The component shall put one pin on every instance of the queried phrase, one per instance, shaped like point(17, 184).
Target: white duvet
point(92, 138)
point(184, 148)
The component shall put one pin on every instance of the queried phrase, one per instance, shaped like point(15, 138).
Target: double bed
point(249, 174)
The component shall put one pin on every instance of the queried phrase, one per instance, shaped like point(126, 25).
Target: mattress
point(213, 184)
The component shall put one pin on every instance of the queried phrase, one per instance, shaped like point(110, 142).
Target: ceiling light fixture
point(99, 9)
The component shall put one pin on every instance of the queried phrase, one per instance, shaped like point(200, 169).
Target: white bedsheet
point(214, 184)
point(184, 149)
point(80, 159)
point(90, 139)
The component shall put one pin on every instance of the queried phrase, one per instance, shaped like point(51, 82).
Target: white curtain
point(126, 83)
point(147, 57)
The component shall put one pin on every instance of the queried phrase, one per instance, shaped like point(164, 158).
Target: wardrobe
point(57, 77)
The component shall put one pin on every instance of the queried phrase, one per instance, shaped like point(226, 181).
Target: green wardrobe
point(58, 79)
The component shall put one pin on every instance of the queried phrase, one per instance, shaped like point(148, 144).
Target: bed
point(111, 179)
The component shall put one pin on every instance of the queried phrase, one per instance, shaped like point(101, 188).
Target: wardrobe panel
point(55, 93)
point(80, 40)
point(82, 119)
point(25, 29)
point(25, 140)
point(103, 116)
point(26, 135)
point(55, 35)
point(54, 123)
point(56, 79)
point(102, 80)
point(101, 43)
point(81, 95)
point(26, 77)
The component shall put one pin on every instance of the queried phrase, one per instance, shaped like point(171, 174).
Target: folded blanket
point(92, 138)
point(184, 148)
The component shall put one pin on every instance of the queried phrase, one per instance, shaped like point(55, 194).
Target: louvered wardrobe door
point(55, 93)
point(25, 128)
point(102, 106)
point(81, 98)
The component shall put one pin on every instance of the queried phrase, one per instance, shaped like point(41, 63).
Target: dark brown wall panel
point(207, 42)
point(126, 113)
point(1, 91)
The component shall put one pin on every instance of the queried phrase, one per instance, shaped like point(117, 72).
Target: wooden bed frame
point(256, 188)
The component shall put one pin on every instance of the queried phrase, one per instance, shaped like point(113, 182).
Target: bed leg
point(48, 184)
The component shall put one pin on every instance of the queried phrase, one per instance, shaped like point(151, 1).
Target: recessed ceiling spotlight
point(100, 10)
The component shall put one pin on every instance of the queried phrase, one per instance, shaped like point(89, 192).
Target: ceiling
————
§ WHAT IS NEEDED
Output only the lines from the line that contains "like point(117, 72)." through the end of the entries, both included, exactly as they appear.

§ SOLUTION
The component shall put one pin on every instance of the queried phrase, one per instance, shaped like point(117, 72).
Target: wooden bed frame
point(256, 188)
The component shall put one pin on every instance of the queried phrase, one per instance, shaped like point(113, 182).
Target: bed leg
point(48, 184)
The component shall put one pin on every instance of the queried phrase, one per instance, shaped like point(151, 1).
Target: recessed ceiling spotlight
point(100, 10)
The component shall put one pin on every instance of the queried phrase, one per instance, shaped like point(89, 192).
Target: ceiling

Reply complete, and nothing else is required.